## Work to do
Collect every line of the rows below that contains the string "cabinet". Match case: a line counts only if its letters have the same capitalization.

## Data for processing
======
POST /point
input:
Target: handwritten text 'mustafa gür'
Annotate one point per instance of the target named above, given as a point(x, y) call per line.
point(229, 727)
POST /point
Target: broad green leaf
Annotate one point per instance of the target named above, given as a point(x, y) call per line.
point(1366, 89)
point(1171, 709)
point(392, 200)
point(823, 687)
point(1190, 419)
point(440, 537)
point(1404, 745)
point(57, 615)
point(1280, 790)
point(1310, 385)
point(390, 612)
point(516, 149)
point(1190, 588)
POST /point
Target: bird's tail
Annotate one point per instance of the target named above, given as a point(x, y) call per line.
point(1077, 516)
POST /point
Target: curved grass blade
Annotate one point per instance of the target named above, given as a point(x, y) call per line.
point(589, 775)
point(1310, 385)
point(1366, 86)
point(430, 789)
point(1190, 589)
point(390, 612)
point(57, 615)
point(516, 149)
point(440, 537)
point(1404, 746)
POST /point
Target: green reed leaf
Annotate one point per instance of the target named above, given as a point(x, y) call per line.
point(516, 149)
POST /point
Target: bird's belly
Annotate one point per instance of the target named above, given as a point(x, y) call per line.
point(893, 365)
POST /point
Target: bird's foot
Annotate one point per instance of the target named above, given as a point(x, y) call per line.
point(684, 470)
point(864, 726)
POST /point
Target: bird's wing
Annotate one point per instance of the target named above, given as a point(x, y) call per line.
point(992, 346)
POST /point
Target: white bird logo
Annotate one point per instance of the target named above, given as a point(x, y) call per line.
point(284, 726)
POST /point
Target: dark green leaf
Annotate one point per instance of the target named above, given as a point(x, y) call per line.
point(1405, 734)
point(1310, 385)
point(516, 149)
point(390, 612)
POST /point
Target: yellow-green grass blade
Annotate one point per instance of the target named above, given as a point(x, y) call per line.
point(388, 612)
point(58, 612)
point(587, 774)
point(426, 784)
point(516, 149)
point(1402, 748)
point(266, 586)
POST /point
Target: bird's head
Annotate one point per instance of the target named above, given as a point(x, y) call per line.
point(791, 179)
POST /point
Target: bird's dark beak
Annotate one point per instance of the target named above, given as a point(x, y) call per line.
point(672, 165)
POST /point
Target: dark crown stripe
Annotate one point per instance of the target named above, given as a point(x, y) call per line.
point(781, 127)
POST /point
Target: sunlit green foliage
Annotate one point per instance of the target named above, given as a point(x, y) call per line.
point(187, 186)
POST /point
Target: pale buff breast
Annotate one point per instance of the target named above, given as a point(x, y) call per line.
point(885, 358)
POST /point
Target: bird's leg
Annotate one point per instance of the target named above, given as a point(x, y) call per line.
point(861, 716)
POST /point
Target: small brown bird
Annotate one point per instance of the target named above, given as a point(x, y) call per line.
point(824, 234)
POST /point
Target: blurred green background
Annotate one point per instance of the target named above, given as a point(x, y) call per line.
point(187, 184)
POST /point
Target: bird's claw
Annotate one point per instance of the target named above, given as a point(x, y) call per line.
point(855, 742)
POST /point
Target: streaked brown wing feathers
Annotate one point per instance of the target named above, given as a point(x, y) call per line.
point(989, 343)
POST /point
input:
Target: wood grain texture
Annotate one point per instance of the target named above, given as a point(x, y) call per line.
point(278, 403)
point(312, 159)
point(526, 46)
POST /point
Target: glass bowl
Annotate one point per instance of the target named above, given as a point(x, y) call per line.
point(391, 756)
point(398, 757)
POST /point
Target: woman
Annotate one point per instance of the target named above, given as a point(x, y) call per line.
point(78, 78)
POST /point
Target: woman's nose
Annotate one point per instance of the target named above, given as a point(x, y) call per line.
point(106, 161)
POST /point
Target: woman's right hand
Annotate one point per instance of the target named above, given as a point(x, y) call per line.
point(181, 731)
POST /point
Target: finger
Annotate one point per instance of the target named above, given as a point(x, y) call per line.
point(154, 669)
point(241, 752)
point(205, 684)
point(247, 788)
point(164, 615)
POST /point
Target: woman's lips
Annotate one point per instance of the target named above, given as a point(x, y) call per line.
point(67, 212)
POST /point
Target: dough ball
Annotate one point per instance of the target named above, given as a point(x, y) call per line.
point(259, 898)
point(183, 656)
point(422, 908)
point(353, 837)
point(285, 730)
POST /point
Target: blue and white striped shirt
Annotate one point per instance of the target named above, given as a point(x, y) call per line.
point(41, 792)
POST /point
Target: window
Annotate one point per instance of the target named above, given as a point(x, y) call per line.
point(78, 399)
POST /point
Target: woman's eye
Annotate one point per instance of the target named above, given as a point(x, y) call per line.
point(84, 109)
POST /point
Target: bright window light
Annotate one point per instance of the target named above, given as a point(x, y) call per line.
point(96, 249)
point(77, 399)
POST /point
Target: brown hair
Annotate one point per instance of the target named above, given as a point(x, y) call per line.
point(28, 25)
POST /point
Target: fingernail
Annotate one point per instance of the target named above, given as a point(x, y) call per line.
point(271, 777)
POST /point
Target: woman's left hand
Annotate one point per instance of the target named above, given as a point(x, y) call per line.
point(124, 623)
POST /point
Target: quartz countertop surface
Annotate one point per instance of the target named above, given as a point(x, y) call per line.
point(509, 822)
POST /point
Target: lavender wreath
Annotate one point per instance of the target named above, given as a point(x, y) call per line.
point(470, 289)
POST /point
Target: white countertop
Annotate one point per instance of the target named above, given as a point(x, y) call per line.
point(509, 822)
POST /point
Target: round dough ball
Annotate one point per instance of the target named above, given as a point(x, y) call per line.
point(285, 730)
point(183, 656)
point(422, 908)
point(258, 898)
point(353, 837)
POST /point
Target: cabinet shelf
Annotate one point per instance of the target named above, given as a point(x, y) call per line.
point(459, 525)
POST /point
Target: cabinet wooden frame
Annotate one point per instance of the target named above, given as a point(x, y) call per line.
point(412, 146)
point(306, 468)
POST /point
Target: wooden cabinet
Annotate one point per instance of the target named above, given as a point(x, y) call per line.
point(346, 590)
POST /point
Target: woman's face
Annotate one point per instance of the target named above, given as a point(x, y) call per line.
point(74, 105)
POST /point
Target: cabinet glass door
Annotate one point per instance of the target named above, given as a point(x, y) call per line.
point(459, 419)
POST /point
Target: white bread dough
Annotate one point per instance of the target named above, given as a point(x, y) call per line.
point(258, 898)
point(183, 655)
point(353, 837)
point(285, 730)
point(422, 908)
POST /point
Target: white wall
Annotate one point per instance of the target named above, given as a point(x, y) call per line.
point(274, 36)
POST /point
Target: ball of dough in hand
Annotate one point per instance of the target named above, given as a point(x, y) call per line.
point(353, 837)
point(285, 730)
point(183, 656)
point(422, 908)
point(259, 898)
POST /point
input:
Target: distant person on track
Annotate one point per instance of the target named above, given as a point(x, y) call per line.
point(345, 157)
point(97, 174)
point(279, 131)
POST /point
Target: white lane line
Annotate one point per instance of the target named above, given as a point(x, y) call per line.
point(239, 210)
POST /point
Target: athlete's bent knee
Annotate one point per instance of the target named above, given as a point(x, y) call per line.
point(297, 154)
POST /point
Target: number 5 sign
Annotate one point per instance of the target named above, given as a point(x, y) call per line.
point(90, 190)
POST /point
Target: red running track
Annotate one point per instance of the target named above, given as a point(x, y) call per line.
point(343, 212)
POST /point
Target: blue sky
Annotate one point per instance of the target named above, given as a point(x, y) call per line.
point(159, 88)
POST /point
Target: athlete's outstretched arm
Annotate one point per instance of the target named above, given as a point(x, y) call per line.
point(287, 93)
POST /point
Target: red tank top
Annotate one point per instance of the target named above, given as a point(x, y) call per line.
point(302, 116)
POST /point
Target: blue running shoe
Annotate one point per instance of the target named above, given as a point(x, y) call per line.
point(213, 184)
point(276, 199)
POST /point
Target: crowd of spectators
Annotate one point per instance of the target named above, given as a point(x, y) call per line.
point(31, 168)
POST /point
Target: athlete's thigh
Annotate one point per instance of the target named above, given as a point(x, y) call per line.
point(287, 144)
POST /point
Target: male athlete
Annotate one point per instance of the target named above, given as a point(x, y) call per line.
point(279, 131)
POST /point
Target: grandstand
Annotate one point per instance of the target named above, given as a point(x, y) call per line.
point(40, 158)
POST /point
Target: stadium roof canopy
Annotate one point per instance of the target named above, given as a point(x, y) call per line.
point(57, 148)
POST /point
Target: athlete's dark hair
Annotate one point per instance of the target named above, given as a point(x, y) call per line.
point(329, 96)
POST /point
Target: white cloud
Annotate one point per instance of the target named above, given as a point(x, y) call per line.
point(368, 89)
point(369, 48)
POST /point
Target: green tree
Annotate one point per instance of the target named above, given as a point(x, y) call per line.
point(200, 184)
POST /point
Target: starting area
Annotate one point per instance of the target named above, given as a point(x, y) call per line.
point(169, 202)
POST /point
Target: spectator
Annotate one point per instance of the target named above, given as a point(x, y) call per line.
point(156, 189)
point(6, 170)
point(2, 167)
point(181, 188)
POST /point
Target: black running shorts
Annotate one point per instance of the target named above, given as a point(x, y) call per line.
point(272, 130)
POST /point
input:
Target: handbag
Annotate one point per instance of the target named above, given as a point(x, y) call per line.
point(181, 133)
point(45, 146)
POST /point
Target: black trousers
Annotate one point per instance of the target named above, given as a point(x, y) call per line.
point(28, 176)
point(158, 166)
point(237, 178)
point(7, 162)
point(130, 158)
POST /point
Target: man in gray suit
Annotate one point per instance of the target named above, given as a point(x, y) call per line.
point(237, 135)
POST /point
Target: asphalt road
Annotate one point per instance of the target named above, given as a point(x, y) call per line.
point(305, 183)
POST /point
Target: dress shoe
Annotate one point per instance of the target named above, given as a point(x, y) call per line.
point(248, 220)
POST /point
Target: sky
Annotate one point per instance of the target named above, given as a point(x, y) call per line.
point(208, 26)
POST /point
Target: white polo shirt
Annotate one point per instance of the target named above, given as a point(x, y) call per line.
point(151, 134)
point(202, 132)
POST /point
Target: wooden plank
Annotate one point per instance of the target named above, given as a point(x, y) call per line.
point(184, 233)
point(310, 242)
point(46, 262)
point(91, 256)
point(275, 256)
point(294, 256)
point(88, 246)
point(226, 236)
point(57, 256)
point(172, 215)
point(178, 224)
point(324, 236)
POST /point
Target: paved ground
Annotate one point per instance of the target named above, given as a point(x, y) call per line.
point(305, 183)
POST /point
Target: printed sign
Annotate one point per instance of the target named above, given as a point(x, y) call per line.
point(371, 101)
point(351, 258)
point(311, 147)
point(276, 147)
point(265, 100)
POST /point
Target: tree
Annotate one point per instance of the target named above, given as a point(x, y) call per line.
======
## Result of the task
Target: cabinet shelf
Target: cabinet wooden frame
Target: wooden cabinet
Target: cabinet glass door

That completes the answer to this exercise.